## Point placement records
----------

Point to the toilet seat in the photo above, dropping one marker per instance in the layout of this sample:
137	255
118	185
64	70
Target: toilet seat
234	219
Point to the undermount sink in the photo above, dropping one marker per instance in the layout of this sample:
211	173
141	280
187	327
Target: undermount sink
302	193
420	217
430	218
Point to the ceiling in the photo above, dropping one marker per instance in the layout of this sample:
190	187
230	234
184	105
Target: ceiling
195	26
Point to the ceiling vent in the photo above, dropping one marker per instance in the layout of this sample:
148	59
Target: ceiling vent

----------

## Exercise aim
Without omitting anything, output the entries exactly.

## Written solution
Point to the toilet seat in the photo above, dropping one marker per instance in the layout of this sample:
137	255
118	185
64	70
Target: toilet seat
234	219
Point to the undermount sink in the photo above, dropping one marker per instance in the layout of this sample:
211	173
141	280
187	327
Target: undermount sink
302	193
420	217
430	218
Point to the ceiling in the photo above, dropping one marker per instance in the layout of this sample:
190	187
230	234
184	105
Target: ceiling
195	26
Point to the ceiling vent in the photo above, dropping one marker per instance in the layout of this sample:
148	59
Target: ceiling vent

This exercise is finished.